### BRIEF:
Return the listing below word for word.

### DATASET EXCERPTS:
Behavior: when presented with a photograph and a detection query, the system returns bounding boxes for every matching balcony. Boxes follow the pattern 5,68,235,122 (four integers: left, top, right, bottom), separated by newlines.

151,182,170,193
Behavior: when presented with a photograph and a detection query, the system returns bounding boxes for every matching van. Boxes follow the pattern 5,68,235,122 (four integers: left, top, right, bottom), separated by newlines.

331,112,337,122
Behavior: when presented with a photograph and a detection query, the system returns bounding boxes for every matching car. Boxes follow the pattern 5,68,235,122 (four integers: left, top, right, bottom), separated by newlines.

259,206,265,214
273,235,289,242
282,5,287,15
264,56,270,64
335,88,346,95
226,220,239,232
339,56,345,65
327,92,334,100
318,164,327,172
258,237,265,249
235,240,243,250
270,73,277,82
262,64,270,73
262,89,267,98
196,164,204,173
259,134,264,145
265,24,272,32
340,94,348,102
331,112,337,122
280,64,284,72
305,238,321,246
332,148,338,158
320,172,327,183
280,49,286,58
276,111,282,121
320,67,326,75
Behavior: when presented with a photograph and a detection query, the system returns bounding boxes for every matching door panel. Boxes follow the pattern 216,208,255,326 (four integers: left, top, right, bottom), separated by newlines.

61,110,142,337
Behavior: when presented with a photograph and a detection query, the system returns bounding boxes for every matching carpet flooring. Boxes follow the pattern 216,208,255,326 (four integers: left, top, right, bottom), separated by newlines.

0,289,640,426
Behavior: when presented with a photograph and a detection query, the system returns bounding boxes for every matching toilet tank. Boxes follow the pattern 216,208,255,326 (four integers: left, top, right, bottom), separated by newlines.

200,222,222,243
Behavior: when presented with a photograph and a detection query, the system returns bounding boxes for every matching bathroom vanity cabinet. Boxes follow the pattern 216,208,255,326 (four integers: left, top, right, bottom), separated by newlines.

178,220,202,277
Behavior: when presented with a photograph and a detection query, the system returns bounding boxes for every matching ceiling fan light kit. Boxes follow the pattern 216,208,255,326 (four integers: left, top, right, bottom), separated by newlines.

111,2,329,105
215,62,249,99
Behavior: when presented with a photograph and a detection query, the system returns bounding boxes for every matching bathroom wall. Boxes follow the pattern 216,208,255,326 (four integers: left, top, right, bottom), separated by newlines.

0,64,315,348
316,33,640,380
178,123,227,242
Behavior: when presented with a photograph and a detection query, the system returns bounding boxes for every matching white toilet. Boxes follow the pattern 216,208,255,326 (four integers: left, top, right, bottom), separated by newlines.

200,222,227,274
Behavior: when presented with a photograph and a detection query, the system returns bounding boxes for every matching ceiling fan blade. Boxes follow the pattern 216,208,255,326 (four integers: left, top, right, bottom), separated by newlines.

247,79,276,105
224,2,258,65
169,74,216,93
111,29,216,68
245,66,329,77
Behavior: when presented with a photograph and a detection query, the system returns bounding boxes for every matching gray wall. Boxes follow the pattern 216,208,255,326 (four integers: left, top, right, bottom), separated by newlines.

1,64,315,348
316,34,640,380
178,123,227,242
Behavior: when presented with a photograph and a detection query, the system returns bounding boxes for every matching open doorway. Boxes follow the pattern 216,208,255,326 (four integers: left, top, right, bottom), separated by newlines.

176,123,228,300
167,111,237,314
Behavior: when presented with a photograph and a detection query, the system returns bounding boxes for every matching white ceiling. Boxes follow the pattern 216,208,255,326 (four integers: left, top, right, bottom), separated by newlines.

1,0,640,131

### RESPONSE:
Behavior: when presented with a photograph and a detection query, the system returns bounding boxes for every matching balcony. Boxes follow the pattern 5,68,235,122 (four integers: left, top, right, bottom), separated by newlines.

151,182,170,193
Behavior: when presented with a photograph and a detection query, the system returns bounding boxes for every matching van. Boxes follow the pattern 5,68,235,122 (four integers: left, top, right, bottom), separated by newlines.

331,112,337,122
Behavior: when presented with a photograph and a detection query, the system returns bounding boxes for every matching car. Boxes follow the pattern 5,68,235,122 (four integers: left, top, right, bottom), separated by newlines.

259,206,265,214
273,235,289,242
282,5,287,15
264,56,270,64
335,88,346,95
226,220,239,232
339,56,345,65
327,92,334,100
318,164,327,172
258,237,265,249
235,240,243,250
270,73,277,82
262,64,270,73
262,89,267,98
196,164,204,173
259,134,264,145
265,24,272,32
340,94,348,102
331,112,337,122
280,64,284,72
305,238,321,246
332,148,338,158
320,172,327,183
280,49,286,58
276,111,282,121
320,67,326,75
Behavior: when presented with a photograph and a detection query, the system returns bounding boxes for every matching door panel. Boxes follow the pattern 216,208,255,326 (four integers: left, top, right, bottom), separated by newlines.

61,110,142,337
Behavior: when presented with a photograph and a detection query, the system returns bounding boxes for every matching carpet flooring. Boxes follow the pattern 216,208,255,326 (four integers: left, top, right, bottom), separated by newlines.

0,289,640,426
Behavior: when presented with a photograph and a detection query, the system returns bounding boxes for every matching toilet tank. Boxes follow the pattern 216,208,255,326 (four integers: left, top, right, bottom), separated by newlines.

200,222,222,243
Behavior: when presented with a photograph and a detection query, the system returns bounding boxes for every matching bathroom vanity cabinet. Boxes follow the pattern 216,208,255,326 (four integers: left, top, right, bottom), separated by newlines.

178,220,202,277
Behavior: when presented with a photograph and a detection query, the system returns bounding boxes for every matching ceiling fan light kit. Boxes follow the pattern 216,208,255,326 (four integers: left, top, right, bottom), separated by newlines.

111,2,329,105
215,62,249,99
Behavior: when presented with a photograph and a detection query, the system returns bounding boxes for every matching bathroom wall. Boxes follow the pattern 216,208,255,326 (four integers: left, top, right, bottom), separated by newlines.

0,64,315,348
316,33,640,380
178,123,227,242
Behavior: when presented with a photograph and a detection query, the system returns bounding boxes for every matching white toilet. Boxes follow the pattern 216,208,255,326 (four integers: left, top, right, bottom), separated by newlines.

200,222,227,274
Behavior: when presented with a photograph and a detection query, the system returns bounding boxes for every matching ceiling fan blade. Boxes follow the pattern 216,208,255,326 (four integers: left, top, right, bottom), separated by newlines.

247,79,276,105
224,2,258,65
169,74,216,93
111,29,216,68
245,66,329,77
Behavior: when presented with a photograph and a detection query, the system returns bounding boxes for every matching gray wall. Boxes follow the pattern 216,208,255,326 (four integers: left, top, right, bottom), separated by newlines.

1,64,315,348
316,34,640,380
178,123,227,242
Behavior: when presented with a photograph and a detection query, the system returns bounding boxes for every matching open doorway. Boxes follow the pattern 216,208,255,326 (four integers: left, top, right, bottom), separated by newlines.

176,123,228,300
167,111,237,314
Behavior: when presented with a photograph and a detection query, the system returns bounding boxes for every matching white ceiling. Boxes follow the pattern 216,208,255,326 (four integers: left, top, right, bottom), separated by newlines.

1,0,640,131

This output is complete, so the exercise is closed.